*** Given text Section Begins ***

Anyways, it’s late and typing all this tired me out. I hope it helps. Always be smart and do your research. Look into arimidex as an AI.

Later,
Joey

[quote]JoeyD20 wrote:
a lot of informative stuff.
[/quote]

I just want to say that I appreciate your writing all of that, Joey. I have Proviron on hand for my first cycle and I also have Nolva. The primary reason I chose provi over adex was cost. I’m sure adex would serve me better but my cycle isn’t gargantuan and I’ve already spent plenty without adding a couple hundred dollars more on top of it (provi is cheap as hell here, too). I don’t plan on using it unless bloating is really noticeable.

Another question, though. If my nipples start to itch or feel funky, would it be better to go ahead and run both the provi and nolva together? And if that happens, should I keep running them for the remainder of the cycle, or just for a week or two?

And one final question. If I end up running provi, and run it for the duration of the cycle, I assume I would just stop at the end and the test taper would not include this. Is this correct? This is what I have gathered from my research.

*** Given text Section Ends ***
*** Information Section Begins ***

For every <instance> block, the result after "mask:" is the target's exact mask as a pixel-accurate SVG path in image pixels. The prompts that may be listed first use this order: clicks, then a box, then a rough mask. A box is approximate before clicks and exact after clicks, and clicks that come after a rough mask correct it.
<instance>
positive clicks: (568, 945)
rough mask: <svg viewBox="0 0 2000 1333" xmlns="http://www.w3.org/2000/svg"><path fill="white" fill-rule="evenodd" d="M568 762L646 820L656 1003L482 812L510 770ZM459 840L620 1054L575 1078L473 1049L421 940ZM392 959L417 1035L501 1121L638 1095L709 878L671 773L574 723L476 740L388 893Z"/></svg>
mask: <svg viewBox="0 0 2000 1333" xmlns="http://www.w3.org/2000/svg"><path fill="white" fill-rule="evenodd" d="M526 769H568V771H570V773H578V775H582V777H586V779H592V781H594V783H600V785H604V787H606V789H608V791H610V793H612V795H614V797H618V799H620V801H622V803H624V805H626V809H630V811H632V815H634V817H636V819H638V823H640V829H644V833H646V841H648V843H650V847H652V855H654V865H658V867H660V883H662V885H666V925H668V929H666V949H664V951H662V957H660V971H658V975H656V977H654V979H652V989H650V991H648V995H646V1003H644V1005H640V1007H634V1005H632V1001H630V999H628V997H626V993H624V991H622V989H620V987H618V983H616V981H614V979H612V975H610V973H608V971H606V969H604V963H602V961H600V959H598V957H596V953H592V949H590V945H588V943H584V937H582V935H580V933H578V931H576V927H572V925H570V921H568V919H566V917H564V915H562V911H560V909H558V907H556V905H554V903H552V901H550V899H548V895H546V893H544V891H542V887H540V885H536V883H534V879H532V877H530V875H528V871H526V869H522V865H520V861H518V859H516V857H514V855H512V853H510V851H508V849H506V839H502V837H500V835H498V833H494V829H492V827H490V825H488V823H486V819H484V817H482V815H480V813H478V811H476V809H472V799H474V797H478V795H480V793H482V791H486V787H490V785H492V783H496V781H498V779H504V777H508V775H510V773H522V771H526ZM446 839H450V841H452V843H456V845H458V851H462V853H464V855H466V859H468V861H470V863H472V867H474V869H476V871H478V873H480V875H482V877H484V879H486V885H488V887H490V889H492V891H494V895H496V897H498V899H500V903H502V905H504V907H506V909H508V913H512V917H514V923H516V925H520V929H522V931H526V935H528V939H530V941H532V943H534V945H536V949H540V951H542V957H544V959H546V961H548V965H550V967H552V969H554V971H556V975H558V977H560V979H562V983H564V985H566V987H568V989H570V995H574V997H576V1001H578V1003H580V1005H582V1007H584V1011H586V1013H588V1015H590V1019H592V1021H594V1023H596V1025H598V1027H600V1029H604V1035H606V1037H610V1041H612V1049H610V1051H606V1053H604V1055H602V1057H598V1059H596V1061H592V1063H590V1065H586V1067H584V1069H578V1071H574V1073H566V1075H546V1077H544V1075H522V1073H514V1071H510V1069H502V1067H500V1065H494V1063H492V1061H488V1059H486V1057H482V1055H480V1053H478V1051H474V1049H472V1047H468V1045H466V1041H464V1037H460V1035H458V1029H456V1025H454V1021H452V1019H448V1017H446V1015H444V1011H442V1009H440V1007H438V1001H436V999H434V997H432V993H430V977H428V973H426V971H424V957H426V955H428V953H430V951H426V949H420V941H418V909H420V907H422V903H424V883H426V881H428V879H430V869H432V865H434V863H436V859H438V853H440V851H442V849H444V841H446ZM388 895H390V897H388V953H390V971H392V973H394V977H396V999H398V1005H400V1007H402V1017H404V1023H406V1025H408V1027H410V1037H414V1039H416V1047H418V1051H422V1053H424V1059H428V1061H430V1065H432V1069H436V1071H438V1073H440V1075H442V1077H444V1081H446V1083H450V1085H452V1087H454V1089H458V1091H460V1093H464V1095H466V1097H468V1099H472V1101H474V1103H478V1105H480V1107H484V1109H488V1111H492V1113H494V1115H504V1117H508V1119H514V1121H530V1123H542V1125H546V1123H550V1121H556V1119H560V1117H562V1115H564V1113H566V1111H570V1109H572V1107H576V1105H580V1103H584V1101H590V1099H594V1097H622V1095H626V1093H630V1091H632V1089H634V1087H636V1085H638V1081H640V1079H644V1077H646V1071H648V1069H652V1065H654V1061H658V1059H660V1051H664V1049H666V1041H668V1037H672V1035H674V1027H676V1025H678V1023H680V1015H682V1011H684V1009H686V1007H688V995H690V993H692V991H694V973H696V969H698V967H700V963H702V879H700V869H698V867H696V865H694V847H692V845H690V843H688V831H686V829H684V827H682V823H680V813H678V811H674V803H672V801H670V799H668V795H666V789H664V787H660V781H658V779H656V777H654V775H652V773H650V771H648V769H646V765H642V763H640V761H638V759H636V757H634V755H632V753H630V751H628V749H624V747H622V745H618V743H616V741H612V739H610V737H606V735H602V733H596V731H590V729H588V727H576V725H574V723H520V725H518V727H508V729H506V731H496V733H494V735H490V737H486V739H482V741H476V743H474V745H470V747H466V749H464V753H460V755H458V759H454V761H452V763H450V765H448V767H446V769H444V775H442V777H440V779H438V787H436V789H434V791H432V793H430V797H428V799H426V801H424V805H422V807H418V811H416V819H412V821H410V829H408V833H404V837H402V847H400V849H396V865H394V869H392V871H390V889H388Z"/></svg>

*** Information Section Ends ***

● Problem set:
(a) List every medication or hormone named in the forum thread. Count shortened forms as the same item as their full names.
(b) According to the forum thread, what was the primary reason for choosing provi over adex?
(c) Print the section of the forum thread that opens with the words containing "Anyways, it’s late" and closes with "is really noticeable.".

● Results for each task:
(a) arimidex (adex), Proviron (provi), Nolva, test

(b) Cost was the primary reason.

(c)
Anyways, it’s late and typing all this tired me out. I hope it helps. Always be smart and do your research. Look into arimidex as an AI.

Later,
Joey

[quote]JoeyD20 wrote:
a lot of informative stuff.
[/quote]

I just want to say that I appreciate your writing all of that, Joey. I have Proviron on hand for my first cycle and I also have Nolva. The primary reason I chose provi over adex was cost. I’m sure adex would serve me better but my cycle isn’t gargantuan and I’ve already spent plenty without adding a couple hundred dollars more on top of it (provi is cheap as hell here, too). I don’t plan on using it unless bloating is really noticeable.